# Task description
Please copy the stretch of data from the line containing "white cloud, where" through the end of the data, swapping "thickest part" for "widest part" and keeping everything else the same.

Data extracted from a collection
'''

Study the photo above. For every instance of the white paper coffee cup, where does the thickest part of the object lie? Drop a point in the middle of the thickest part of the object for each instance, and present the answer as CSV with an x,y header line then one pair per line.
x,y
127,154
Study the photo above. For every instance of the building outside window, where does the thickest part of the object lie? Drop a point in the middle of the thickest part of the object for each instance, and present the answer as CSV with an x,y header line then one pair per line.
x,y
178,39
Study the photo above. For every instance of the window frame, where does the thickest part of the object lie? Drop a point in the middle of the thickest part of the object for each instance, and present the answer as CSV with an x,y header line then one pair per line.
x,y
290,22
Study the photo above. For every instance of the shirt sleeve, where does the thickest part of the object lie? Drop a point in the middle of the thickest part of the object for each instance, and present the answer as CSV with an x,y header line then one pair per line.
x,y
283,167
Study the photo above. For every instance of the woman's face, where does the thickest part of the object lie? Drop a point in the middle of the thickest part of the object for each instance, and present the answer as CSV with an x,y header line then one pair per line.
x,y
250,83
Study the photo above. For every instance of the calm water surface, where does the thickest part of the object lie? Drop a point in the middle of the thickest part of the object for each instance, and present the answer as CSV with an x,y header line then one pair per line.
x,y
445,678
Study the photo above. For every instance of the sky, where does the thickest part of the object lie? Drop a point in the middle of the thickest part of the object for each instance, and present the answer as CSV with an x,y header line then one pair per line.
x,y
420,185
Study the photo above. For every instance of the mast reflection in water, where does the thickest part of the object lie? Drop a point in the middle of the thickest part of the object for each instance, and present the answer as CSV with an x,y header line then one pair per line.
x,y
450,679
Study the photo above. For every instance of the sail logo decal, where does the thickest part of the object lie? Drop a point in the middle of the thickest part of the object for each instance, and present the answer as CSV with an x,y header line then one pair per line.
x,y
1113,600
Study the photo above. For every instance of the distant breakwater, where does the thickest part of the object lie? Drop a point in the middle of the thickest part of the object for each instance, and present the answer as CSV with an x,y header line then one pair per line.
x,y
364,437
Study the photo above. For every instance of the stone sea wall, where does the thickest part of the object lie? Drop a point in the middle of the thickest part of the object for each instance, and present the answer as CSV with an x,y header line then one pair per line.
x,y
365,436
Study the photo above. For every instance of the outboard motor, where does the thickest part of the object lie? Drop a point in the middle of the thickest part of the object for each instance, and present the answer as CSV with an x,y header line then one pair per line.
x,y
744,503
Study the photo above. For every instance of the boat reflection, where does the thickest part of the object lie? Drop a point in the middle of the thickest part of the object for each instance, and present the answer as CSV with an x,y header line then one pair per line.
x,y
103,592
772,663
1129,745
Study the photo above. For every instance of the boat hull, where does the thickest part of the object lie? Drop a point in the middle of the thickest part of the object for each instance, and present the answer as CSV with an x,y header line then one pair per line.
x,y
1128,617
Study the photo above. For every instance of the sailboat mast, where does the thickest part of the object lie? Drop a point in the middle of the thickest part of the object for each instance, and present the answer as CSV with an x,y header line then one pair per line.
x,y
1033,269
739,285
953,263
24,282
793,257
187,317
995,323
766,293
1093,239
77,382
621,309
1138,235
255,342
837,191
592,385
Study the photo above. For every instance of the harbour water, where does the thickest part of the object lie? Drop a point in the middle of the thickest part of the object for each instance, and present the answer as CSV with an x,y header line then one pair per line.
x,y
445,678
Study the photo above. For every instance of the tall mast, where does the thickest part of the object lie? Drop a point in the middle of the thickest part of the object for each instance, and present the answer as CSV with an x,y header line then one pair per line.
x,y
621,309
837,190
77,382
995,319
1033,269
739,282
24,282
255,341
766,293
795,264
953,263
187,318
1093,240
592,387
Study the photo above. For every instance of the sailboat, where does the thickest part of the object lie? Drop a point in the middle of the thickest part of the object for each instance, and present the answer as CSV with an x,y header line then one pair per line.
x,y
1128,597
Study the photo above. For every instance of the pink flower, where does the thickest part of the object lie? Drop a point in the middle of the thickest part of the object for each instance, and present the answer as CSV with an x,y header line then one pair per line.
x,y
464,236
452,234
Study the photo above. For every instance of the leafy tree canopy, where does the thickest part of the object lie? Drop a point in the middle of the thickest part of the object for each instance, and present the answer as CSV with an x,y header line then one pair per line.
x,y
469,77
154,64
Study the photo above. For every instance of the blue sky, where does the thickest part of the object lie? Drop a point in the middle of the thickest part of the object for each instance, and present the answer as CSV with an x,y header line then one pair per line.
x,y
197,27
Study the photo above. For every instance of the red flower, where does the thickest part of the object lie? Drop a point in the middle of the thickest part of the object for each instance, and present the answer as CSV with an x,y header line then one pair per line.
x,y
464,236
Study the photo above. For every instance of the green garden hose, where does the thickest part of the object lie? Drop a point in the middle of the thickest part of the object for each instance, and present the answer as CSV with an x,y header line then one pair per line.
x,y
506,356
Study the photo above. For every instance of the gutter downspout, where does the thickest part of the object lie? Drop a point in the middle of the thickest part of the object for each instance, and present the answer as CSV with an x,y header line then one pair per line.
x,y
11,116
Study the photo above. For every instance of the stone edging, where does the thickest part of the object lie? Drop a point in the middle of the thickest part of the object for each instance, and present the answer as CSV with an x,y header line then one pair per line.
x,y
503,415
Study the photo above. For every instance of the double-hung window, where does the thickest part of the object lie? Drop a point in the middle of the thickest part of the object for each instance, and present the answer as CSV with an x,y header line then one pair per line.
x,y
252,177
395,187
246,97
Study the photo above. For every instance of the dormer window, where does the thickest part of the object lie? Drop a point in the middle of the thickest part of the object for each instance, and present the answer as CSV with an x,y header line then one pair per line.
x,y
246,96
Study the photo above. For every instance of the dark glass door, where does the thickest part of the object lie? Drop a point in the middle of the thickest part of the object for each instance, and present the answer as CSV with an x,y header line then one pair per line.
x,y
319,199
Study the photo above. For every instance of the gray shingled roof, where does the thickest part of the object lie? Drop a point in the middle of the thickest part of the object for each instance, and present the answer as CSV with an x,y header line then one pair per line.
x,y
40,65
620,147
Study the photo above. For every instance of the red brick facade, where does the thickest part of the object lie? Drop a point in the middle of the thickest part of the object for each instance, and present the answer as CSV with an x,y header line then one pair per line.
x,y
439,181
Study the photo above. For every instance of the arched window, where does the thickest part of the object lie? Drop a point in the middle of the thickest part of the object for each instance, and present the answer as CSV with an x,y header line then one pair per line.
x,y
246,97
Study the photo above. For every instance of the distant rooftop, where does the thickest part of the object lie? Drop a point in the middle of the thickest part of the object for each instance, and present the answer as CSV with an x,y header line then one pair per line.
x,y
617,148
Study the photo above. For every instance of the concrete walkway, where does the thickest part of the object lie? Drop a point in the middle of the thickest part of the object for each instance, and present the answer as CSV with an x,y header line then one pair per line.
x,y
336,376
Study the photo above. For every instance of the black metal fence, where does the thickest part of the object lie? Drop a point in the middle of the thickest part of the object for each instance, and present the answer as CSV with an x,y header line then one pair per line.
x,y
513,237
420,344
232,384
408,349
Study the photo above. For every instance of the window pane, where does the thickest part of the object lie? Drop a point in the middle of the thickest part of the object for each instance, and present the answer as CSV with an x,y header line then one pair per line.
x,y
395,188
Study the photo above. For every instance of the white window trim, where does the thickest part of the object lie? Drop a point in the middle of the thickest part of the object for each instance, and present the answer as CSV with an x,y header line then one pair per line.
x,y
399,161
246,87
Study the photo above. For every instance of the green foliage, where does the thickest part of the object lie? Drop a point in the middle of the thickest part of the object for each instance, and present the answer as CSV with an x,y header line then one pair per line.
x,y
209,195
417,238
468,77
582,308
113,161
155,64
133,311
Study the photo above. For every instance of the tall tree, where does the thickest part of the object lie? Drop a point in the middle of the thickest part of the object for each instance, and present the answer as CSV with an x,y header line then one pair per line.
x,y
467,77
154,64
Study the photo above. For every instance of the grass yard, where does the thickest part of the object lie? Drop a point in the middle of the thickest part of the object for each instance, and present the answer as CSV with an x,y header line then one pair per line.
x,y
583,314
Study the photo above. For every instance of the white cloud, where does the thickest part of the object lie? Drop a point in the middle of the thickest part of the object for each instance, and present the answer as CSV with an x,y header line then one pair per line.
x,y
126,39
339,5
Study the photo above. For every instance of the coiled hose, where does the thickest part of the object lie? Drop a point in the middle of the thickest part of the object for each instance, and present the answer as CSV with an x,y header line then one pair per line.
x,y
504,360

'''

# Problem solution
Study the photo above. For every instance of the white cloud, where does the widest part of the object lie? Drop a point in the middle of the widest part of the object for each instance, and present the answer as CSV with an x,y header line then one pair per line.
x,y
126,39
339,5
Study the photo above. For every instance of the coiled hose, where does the widest part of the object lie? Drop a point in the middle of the widest part of the object for each instance, and present the answer as CSV with an x,y header line then one pair per line.
x,y
504,360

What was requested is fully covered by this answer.